* Quoted passage
* * *
Turning to FIG. 4, the cam 20 rotates into contact with the engagement arm 28 to add to the force with which the contact foot 32 presses onto the friction surface 18. At this point, the cam 20 also starts to push the engagement arm 28 and therefore the lock arm 14 and lift arm 8 clockwise against the bias of the lift spring 10. Accordingly, the stack 4 starts to drop away from the picker roller 6 before it draws the new top-most sheet 42 off the stack 4.

FIG. 5 shows the sheet feed mechanism at the completion of its operative cycle. The cam 20 rotates until the high point is in contact with the engagement arm 28. This pushes the lock arm 14 and the lift arm 8 back through a set angle of rotation. In turn, the stack 4 retracts from the picker roller 6 by a predetermined distance. This distance does not alter regardless of the grade (or thickness) of paper in the stack. Because of this, the lift spring 10 need only compress a small amount and therefore the energy consumed by the mechanism as it indexes through the stack is reduced. Furthermore, as the stack 4 depletes, it weighs less but the spring 10 also decreases its force biasing the stack against the picker roller 6 because it is less compressed. This keeps the force pressing successive top-most sheets against the picker roller substantially uniform.

FIG. 6 is a diagrammatic illustration of another embodiment of the sheet feed mechanism 1. In this embodiment, the hinged lift arm is replaced with a lift structure 44 that has rectilinear movement instead of rotational. The friction surface 18 is on an arm that extends upwardly to be parallel with the direction of travel of the lift structure 44. The lock arm 14 is again hinged to the chassis 2 and has a bearing surface 34 with lock spring 38 to bias the contact foot 32 into locking engagement with the friction surface 18. The disengagement arm 30, lock hinge 24 and the contact foot 32 again form a first class lever.

The embodiment shown does not use a U-shaped member but instead configures the lock arm 14 to act as the engagement arm 28 as well. When the cam 20 contacts the engagement arm 28, it rotates anti-clockwise about the hinge 16. The contact foot 32 maintains locking engagement with the friction surface 18 because the spring 38 continues to bias the disengagement arm 30 in a clockwise direction despite the rotation of the engagement arm in an anti clockwise direction.

In fact the bearing surface 34 rotating anti clockwise tends to maintain the gap bridged by the spring 38 so that the biasing force remains relatively uniform.

The embodiment shown in FIG. 6 demonstrates that the invention can adopt many different configurations to suit specific functional requirements and space limitations. Ordinary workers in this field will also appreciate that the cam may be replaced by the solenoid actuator or pneumatic/hydraulic actuators. Any dual action actuator that contacts the disengagement arm and the engagement arm in succession will be suitable for the purposes of this invention.

FIG. 7 shows the invention incorporated into a SOHO printer. The printer 46 has a paper feed tray 48 for receiving a ream of blank paper (not shown). The paper feed assembly in the printer draws sheets sequentially from the stack placed in the feed tray 48 and directs it then through a C-shaped paper path past a printhead. After printing the pages are collected from a collection tray (not shown) on top of the feed tray 48.
* * *
* Dataset content
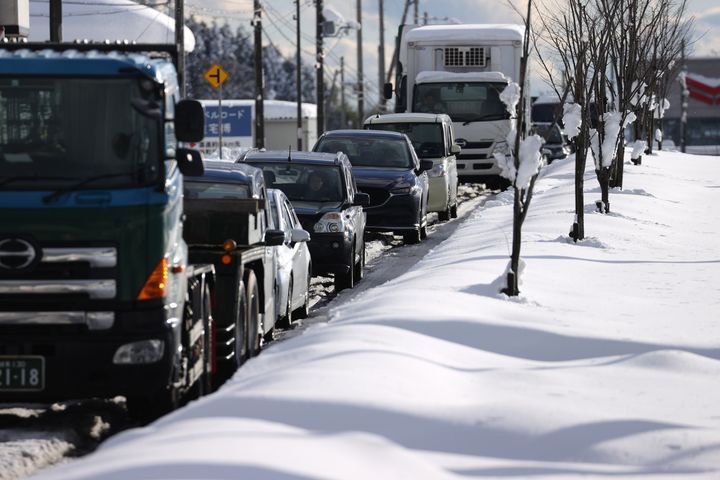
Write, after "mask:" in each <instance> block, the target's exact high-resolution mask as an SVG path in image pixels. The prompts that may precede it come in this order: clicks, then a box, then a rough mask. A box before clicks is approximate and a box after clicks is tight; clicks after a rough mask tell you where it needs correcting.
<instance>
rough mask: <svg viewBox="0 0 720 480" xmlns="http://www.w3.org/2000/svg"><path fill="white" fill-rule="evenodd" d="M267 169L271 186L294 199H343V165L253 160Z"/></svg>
mask: <svg viewBox="0 0 720 480" xmlns="http://www.w3.org/2000/svg"><path fill="white" fill-rule="evenodd" d="M248 163H249V164H250V165H253V166H255V167H258V168H260V169H261V170H262V171H263V177H264V178H265V185H267V187H268V188H277V189H278V190H282V192H283V193H284V194H285V196H286V197H288V199H289V200H290V201H291V202H297V201H300V202H318V203H321V202H332V203H340V202H342V201H343V199H344V196H343V193H342V192H343V188H344V187H343V184H342V179H341V177H340V169H339V168H338V167H336V166H326V165H313V164H300V163H264V162H262V163H261V162H258V163H253V162H252V160H248Z"/></svg>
* * *
* Assignment 1
In the sheet feed passage, what replaces the hinged lift arm in the embodiment shown in FIG. 6?
* Assignment 2
Reproduce the sheet feed passage word for word, from "FIG. 7 shows" up to and including "feed tray 48.".

* Your response 1
A lift structure 44 that moves rectilinearly instead of rotationally.

* Your response 2
FIG. 7 shows the invention incorporated into a SOHO printer. The printer 46 has a paper feed tray 48 for receiving a ream of blank paper (not shown). The paper feed assembly in the printer draws sheets sequentially from the stack placed in the feed tray 48 and directs it then through a C-shaped paper path past a printhead. After printing the pages are collected from a collection tray (not shown) on top of the feed tray 48.